## Data extracts
***

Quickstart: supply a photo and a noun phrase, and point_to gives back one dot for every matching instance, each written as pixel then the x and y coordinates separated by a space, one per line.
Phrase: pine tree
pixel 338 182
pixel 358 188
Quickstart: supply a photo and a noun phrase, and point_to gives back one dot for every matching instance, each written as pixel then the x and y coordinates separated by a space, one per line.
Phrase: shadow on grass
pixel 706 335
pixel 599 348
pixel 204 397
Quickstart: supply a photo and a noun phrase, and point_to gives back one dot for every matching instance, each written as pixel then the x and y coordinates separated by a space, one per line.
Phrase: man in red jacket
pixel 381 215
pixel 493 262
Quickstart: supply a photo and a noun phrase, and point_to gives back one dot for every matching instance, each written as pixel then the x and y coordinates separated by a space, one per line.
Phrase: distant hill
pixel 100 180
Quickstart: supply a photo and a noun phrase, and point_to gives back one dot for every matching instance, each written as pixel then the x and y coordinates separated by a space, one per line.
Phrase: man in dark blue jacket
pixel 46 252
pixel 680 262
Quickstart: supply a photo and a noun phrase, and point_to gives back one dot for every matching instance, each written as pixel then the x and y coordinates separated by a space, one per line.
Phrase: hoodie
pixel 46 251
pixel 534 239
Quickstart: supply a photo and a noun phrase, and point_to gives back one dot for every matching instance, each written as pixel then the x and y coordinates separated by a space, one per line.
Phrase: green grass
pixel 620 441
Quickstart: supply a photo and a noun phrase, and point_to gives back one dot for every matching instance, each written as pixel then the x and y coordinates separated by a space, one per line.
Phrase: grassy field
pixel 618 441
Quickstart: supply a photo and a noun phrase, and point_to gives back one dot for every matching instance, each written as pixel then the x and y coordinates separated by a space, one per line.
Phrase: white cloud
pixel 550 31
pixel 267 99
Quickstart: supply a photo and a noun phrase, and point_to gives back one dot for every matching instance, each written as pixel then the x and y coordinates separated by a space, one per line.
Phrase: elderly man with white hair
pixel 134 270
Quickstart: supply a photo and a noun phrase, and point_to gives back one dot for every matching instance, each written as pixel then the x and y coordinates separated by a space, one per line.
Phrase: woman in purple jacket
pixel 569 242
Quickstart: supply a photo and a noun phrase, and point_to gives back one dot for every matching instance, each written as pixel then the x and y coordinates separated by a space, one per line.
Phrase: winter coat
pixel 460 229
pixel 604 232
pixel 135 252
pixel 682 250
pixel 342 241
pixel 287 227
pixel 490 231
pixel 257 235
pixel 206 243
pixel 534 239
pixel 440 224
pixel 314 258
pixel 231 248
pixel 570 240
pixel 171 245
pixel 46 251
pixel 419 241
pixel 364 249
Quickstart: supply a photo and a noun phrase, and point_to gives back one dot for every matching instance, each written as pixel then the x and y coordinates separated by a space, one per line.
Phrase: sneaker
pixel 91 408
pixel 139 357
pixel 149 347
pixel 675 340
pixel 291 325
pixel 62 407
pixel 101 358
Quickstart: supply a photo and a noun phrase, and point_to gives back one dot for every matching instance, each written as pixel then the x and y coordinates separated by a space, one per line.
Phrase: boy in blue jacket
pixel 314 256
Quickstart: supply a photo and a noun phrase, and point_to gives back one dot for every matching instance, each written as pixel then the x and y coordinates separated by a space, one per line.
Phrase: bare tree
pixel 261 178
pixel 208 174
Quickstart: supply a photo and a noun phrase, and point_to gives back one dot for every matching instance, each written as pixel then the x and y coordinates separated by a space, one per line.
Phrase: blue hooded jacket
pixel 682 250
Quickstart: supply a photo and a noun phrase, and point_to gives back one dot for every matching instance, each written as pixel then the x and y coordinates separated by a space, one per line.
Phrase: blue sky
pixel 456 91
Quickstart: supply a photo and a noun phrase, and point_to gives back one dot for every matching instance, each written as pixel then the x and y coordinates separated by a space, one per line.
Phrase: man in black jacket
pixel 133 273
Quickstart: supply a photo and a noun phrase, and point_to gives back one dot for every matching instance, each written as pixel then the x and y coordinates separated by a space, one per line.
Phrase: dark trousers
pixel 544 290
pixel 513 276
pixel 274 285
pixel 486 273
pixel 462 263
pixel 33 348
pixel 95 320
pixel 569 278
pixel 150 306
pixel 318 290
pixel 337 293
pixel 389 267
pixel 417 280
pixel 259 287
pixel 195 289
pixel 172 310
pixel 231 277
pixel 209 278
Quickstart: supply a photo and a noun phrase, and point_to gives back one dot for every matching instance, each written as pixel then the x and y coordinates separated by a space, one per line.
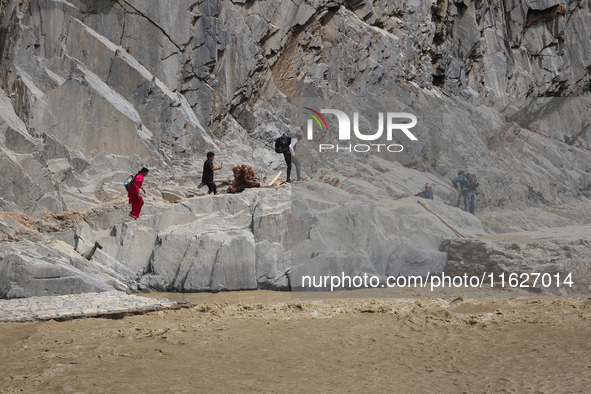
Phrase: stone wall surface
pixel 93 91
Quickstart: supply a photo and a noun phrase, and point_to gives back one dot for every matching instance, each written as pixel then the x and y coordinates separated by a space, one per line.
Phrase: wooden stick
pixel 443 220
pixel 274 179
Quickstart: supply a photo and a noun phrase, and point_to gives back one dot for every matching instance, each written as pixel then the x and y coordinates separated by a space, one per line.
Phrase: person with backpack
pixel 468 184
pixel 135 197
pixel 287 146
pixel 427 191
pixel 208 170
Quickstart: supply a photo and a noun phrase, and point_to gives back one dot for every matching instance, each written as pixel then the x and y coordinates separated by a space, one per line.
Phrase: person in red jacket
pixel 135 197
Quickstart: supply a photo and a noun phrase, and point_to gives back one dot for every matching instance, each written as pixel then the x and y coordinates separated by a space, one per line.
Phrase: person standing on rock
pixel 208 170
pixel 468 190
pixel 135 197
pixel 290 157
pixel 427 192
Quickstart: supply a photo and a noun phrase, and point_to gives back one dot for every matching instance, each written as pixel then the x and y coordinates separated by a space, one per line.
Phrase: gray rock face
pixel 36 270
pixel 92 91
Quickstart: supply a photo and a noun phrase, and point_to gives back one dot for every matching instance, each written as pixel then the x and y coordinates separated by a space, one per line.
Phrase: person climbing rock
pixel 427 191
pixel 208 170
pixel 135 197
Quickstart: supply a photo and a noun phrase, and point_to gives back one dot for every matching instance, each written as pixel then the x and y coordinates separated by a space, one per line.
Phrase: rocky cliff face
pixel 93 90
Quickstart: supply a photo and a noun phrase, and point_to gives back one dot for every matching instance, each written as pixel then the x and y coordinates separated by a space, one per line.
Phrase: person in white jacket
pixel 290 156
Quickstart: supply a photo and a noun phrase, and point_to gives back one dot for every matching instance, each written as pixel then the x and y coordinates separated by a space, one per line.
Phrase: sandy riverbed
pixel 270 341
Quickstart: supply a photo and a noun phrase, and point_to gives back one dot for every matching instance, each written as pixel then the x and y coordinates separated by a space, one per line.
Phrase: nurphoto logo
pixel 390 121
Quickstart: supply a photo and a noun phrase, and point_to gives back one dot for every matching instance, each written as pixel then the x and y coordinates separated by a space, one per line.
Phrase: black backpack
pixel 282 144
pixel 471 181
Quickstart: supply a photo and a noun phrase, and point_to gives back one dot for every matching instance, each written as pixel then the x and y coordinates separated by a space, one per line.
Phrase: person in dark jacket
pixel 208 170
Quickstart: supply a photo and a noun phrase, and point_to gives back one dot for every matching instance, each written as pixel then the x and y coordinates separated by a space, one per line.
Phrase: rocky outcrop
pixel 555 260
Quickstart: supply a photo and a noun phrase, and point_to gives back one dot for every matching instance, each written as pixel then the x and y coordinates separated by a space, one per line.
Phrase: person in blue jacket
pixel 427 192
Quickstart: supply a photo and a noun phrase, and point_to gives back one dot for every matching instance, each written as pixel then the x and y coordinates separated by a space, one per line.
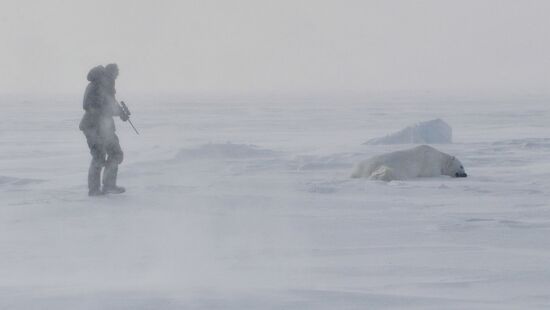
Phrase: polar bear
pixel 420 161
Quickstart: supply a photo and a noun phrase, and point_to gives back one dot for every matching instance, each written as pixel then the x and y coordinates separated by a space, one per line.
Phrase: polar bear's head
pixel 455 168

***

## What to produce
Word for word, restate every line of the listing, omitting the pictures.

## Answer space
Quickstart: supply a photo and a noun phrase, and point_to gives back one dot for every matching instance, each written as pixel then the x and y coordinates separated by a space, one per line.
Phrase: pine tree
pixel 338 182
pixel 358 188
Quickstart: supply a photo and a noun phrase, and point_to gives back one dot for every matching instance, each written as pixel then the x and y coordinates separated by a space, one per line.
Phrase: shadow on grass
pixel 706 335
pixel 599 348
pixel 204 397
Quickstart: supply a photo and a noun phrase, and point_to gives back one dot for every matching instance, each written as pixel then the x and y coordinates separated by a space, one per line.
Phrase: man in red jacket
pixel 381 215
pixel 493 262
Quickstart: supply a photo and a noun phrase, and point_to gives back one dot for every matching instance, each written as pixel then the x and y coordinates separated by a space, one per line.
Phrase: distant hill
pixel 100 180
Quickstart: supply a photo and a noun phrase, and point_to gives back one dot for every matching instance, each written as pixel then the x and y coordinates separated by a space, one per line.
Phrase: man in dark blue jacket
pixel 46 252
pixel 680 262
Quickstart: supply a photo and a noun phrase, and point_to gives back one dot for every matching instance, each written as pixel then the x and y coordinates separated by a space, one per line.
Phrase: hoodie
pixel 46 251
pixel 534 239
Quickstart: supply a photo and a noun phrase, and point_to gives back one dot for every matching instance, each written as pixel then the x and y coordinates separated by a space, one per line.
Phrase: green grass
pixel 620 441
Quickstart: supply a photo and a noun phrase, and point_to gives back one dot for every matching instance, each written as pixel then the x and y coordinates separated by a space, one per line.
Phrase: grassy field
pixel 618 441
Quickstart: supply a photo and a noun phrase, and point_to gives back one dot for every matching instance, each written as pixel then the x and y coordinates separated by a space, one per line.
Phrase: white cloud
pixel 550 31
pixel 267 99
Quickstart: supply a photo and a noun phrase, and point_to gives back one dot for every matching instance, each written as pixel then the x and y coordinates separated by a space, one per line.
Phrase: elderly man with white hair
pixel 134 270
Quickstart: supply a photo and a noun phrase, and point_to gives back one dot for every matching instance, each written as pixel then the x and y coordinates separated by a space, one per line.
Phrase: woman in purple jacket
pixel 569 242
Quickstart: supply a photo and a noun phrase, and point_to gives back one dot for every matching instance, each written as pixel then the x and y coordinates separated by a space, one per line.
Phrase: winter coat
pixel 460 229
pixel 604 232
pixel 135 252
pixel 682 250
pixel 342 241
pixel 287 227
pixel 490 231
pixel 257 235
pixel 206 243
pixel 534 239
pixel 440 224
pixel 314 258
pixel 231 248
pixel 570 240
pixel 171 245
pixel 46 251
pixel 419 241
pixel 364 249
Quickstart: supply a photo and a noun phrase, and point_to gives back one dot for every matching instance, each written as pixel then the x and y coordinates separated by a space, one per line.
Phrase: sneaker
pixel 91 408
pixel 139 357
pixel 149 347
pixel 675 340
pixel 291 325
pixel 62 407
pixel 101 358
Quickstart: supply a photo and a noun phrase, and point_to gives back one dot for every matching instance, each written as pixel then the x and y coordinates separated by a space, one per line.
Phrase: boy in blue jacket
pixel 314 256
Quickstart: supply a photo and a noun phrase, and point_to gives back one dot for every matching instance, each written as pixel then the x and y coordinates separated by a space, one per line.
Phrase: bare tree
pixel 261 178
pixel 208 174
Quickstart: supply a photo and a noun phrase, and point_to gives back one dot for every matching instance, each written as pixel then the x and y coordinates separated by a space, one per line.
Phrase: blue hooded jacket
pixel 682 250
Quickstart: supply a photo and a noun phrase, and point_to gives back one dot for every matching instance, each written as pixel then the x and y coordinates separated by a space, one per line.
Phrase: blue sky
pixel 456 91
Quickstart: supply a photo and a noun phrase, and point_to gives back one dot for every matching instance, each written as pixel then the x and y coordinates separated by a space, one per line.
Phrase: man in black jacket
pixel 133 273
Quickstart: supply a photo and a noun phrase, and point_to gives back one dot for every matching instance, each written as pixel then the x and y coordinates separated by a space, one per line.
Phrase: dark trousers
pixel 544 290
pixel 513 276
pixel 274 285
pixel 486 273
pixel 462 263
pixel 33 348
pixel 95 320
pixel 569 278
pixel 150 306
pixel 318 290
pixel 337 293
pixel 389 267
pixel 417 280
pixel 259 287
pixel 195 289
pixel 172 310
pixel 231 277
pixel 209 278
Quickstart: supply a photo and a noun phrase, and point_to gives back one dot for every matching instance, each written as pixel then the x and y coordinates separated by a space, one per line.
Phrase: stone wall surface
pixel 93 91
Quickstart: supply a photo and a noun phrase, and point_to gives back one dot for every matching instance, each written as pixel then the x and y coordinates separated by a space, one per line.
Phrase: wooden stick
pixel 443 220
pixel 274 179
Quickstart: supply a photo and a noun phrase, and point_to gives back one dot for every matching instance, each written as pixel then the x and y coordinates separated by a space, one per line.
Phrase: person with backpack
pixel 468 184
pixel 135 197
pixel 287 146
pixel 427 191
pixel 208 170
Quickstart: supply a photo and a noun phrase, and point_to gives back one dot for every matching instance, each written as pixel then the x and y coordinates separated by a space, one per line.
Phrase: person in red jacket
pixel 135 197
Quickstart: supply a photo and a noun phrase, and point_to gives back one dot for every matching instance, each written as pixel then the x and y coordinates separated by a space, one per line.
Phrase: person standing on rock
pixel 208 170
pixel 468 190
pixel 135 197
pixel 290 157
pixel 427 192
Quickstart: supply a photo and a noun phrase, and point_to gives back one dot for every matching instance, each written as pixel then the x and y coordinates separated by a space, one per line.
Phrase: gray rock face
pixel 36 270
pixel 92 91
Quickstart: supply a photo and a noun phrase, and point_to gives back one dot for every matching instance, each written as pixel then the x and y coordinates separated by a space, one per line.
Phrase: person climbing rock
pixel 427 191
pixel 208 170
pixel 135 197
Quickstart: supply a photo and a noun phrase, and point_to gives back one dot for every matching instance, each written as pixel then the x and y coordinates separated by a space, one per line.
Phrase: rocky cliff face
pixel 93 90
Quickstart: supply a photo and a noun phrase, and point_to gives back one dot for every matching instance, each written as pixel then the x and y coordinates separated by a space, one per line.
Phrase: person in white jacket
pixel 290 156
Quickstart: supply a photo and a noun phrase, and point_to gives back one dot for every matching instance, each written as pixel then the x and y coordinates separated by a space, one per line.
Phrase: sandy riverbed
pixel 270 341
Quickstart: supply a photo and a noun phrase, and point_to gives back one dot for every matching instance, each written as pixel then the x and y coordinates separated by a space, one per line.
Phrase: nurphoto logo
pixel 390 121
Quickstart: supply a photo and a noun phrase, and point_to gives back one dot for every matching instance, each written as pixel then the x and y coordinates separated by a space, one per line.
Phrase: black backpack
pixel 282 144
pixel 471 181
Quickstart: supply a photo and a noun phrase, and point_to gives back one dot for every matching instance, each written as pixel then the x and y coordinates separated by a space, one per line.
Phrase: person in dark jacket
pixel 208 170
Quickstart: supply a photo and a noun phrase, and point_to gives back one dot for every matching instance, each written as pixel then the x and y coordinates separated by a space, one per line.
Phrase: rocky outcrop
pixel 555 260
Quickstart: supply a photo and a noun phrase, and point_to gives back one dot for every matching instance, each written as pixel then the x and y coordinates separated by a space, one per line.
Phrase: person in blue jacket
pixel 427 192
Quickstart: supply a photo and a noun phrase, and point_to gives back one dot for every matching instance, each written as pixel then the x and y coordinates separated by a space, one per line.
Phrase: polar bear
pixel 420 161
Quickstart: supply a photo and a noun phrase, and point_to gives back one dot for every matching instance, each written as pixel then the x and y coordinates separated by a space, one per line.
Phrase: polar bear's head
pixel 455 168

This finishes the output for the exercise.